ФРАГМЕНТ ТЕКСТА:
>>>

      Французский ученый-филолог Ролан Барт с одним пафосом создавал работу «Мифологии» – пафосом разоблачения современных мифов, раскрытия их искажающей, репрессивной сущности. Хотя, казалось бы, кому не признать возможность любой точки зрения, как не Барту, одному из предшественников постмодернистской идеологии?
      Однако замечу, что «Мифологии» Барта – о мифах (шире говоря, текстах) прежде всего социальных, навязанных всякой властью либо языком как субстанцией угнетающей, принуждающей сказать нечто – и нечто заведомо иное, чем сказать хотелось. Моя Елизавета не такими мифами лакомилась – сугубо личными, предельно свободными и близкими, почти телесными для нее, при этом синтетическими, а не чисто языковыми. Она сама творила их, из собственного опыта, и радовалась им, была счастлива ими. Так преображались в поэтические объекты дом, парк, творчество, даже – неприятная – поликлиника. Школа не преображалась, нет попытки даже пропустить через себя все школьное.
      Вместо личного мифа Елизавета в школьном находила бартовский, общественный. Как иначе назвать то, что создано из образовательных учреждений в литературе, точнее, беллетристике (от «Гарри Поттера» Роулинг до советских сочинителей вроде Добрякова и Третьякова), в социологии, в кино («Школа», «Класс» - художественная проекция психологии замкнутых групп, идея о всевластии иерархии). Беллетристика, какие направленческие качества ей не приписывай, в нынешнем своем виде – дитя реализма XIX века; со мною могут поспорить, но я в этой мысли глубоко убежден. Она свято верит в детерминизм, среду и характер, в цели и отношения героев, определяющие повествование, в сюжет, разряжающийся катарсисом, в моральную интенцию. Словом, в арсенал реалистических средств, уже довольно пожилой. И в отношении школы эта вера обретает уже упомянутое качество, по-бартовски мифологическое: претензию на всеобщность, на первую и последнюю инстанцию правды. Смотрите на школу так, в ракурсе социальной психологии и традиционных сюжетных схем, либо никак. Все прочее суть следствия из этой первичной материи.

<<<

ИЗВЛЕЧЁННЫЕ ДАННЫЕ:
>>>

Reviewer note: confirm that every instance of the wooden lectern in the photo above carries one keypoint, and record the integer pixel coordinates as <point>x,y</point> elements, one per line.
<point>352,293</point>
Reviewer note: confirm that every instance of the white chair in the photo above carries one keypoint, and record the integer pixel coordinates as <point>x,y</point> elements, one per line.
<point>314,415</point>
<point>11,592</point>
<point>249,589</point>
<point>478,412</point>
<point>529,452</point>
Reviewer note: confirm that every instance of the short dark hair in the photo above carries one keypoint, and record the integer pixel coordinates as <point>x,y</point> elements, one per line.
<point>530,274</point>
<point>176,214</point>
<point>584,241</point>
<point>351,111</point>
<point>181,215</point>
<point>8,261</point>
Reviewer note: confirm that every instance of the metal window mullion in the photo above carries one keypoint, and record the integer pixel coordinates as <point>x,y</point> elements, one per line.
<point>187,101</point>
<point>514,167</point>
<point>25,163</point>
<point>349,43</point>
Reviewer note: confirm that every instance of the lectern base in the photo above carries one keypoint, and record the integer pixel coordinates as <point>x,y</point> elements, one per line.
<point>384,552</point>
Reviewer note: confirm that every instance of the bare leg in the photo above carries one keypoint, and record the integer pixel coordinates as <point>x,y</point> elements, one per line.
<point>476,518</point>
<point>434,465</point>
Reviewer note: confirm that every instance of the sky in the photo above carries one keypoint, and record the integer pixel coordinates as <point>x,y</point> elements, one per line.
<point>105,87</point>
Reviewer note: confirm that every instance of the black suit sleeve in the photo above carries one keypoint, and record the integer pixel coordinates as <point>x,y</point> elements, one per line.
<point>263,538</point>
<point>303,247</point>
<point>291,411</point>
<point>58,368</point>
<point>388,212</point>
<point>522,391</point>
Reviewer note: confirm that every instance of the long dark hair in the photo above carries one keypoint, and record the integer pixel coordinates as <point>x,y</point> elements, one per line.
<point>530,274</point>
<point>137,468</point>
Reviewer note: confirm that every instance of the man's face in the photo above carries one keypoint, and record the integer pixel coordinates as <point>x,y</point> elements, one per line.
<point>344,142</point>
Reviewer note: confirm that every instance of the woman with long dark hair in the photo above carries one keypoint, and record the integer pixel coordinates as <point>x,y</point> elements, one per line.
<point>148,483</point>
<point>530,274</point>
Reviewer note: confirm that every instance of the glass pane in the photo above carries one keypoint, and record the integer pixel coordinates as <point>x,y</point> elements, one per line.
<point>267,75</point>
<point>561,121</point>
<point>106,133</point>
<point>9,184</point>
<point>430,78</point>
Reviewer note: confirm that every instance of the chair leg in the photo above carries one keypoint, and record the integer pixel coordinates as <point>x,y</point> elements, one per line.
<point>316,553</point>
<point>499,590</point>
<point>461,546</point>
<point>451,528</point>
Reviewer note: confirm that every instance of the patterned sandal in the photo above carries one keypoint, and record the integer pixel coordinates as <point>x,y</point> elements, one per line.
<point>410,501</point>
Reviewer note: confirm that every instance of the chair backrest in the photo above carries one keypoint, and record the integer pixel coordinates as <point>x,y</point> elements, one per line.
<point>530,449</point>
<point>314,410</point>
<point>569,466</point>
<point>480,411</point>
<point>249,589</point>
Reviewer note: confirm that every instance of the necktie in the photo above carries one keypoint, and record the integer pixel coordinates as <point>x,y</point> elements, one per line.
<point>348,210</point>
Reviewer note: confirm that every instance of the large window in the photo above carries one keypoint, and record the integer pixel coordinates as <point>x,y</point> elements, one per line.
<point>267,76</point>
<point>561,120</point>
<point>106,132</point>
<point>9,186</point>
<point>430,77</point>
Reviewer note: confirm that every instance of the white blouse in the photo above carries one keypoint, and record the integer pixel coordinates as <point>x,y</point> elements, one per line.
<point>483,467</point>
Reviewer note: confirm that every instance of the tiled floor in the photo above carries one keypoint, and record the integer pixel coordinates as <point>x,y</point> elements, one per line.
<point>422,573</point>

<<<

УСЛОВИЕ ЗАДАЧИ: Как дословно звучит часть текста о «Мифологиях» Барта, которая начинается словами «Однако замечу, что» и заканчивается словами «себя все школьное.»? Скопируйте её.

ПОЛЕ ОТВЕТА:
Однако замечу, что «Мифологии» Барта – о мифах (шире говоря, текстах) прежде всего социальных, навязанных всякой властью либо языком как субстанцией угнетающей, принуждающей сказать нечто – и нечто заведомо иное, чем сказать хотелось. Моя Елизавета не такими мифами лакомилась – сугубо личными, предельно свободными и близкими, почти телесными для нее, при этом синтетическими, а не чисто языковыми. Она сама творила их, из собственного опыта, и радовалась им, была счастлива ими. Так преображались в поэтические объекты дом, парк, творчество, даже – неприятная – поликлиника. Школа не преображалась, нет попытки даже пропустить через себя все школьное.